Tasks -
1 – In the passage below about the game's reception, how many players did the game have across all platforms within two weeks of its release?
2 – Extend the passage below about the game's reception and sales by writing what comes after its final sentence.

═════ Source passage ═════

The game received "generally favorable reviews", according to review aggregator platform Metacritic.

PCGames N awarded the game 7: "Improves on its predecessor in clever ways and still boasts the most gorgeous dinosaurs ever made in a game. But dealing with disastrous events beyond your control still isn't any fun, even if it's thematic for the Jurassic Park IP".

Early sales on the PC were lower than expected, as the game was released during the same week as several other high-profile PC games. The home console versions sold as expected, and the game had approximately 500,000 players across all platforms within two weeks of its release. Frontier expected the game to raise more revenue than its predecessor within its first year, in part because of the upcoming release of Jurassic World Dominion.

═════ Records ═════

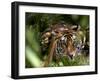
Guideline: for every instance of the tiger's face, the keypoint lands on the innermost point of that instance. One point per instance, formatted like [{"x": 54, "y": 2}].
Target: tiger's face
[{"x": 64, "y": 36}]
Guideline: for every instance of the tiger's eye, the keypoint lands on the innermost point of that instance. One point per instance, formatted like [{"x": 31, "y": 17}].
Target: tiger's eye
[{"x": 48, "y": 33}]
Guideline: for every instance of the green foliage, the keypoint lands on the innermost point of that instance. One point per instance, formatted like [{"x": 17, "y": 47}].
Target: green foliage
[{"x": 37, "y": 23}]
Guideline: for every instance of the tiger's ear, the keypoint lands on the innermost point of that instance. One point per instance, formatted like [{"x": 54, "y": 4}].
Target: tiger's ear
[{"x": 75, "y": 27}]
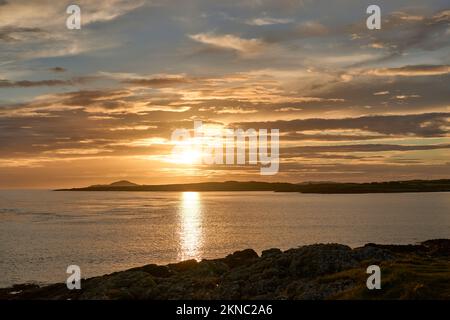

═════

Results of the tasks -
1 – Approximately 500,000 players.

2 –
Aggregate score
| Aggregator | Score |
|---|---|
| Metacritic | (PC) 77/100 (PS5) 79/100 (XBO) 81/100 (XSX) 74/100 |

Review scores
| Publication | Score |
|---|---|
| Destructoid | 8.5/10 |
| Game Informer | 8/10 |
| Hardcore Gamer | 4/5 |
| PCGamesN | 7/10 |
| Push Square | 8/10 |

==Sequel==

A sequel, Jurassic World Evolution 3, was announced by Frontier Developments in May 2024 and released on October 21, 2025.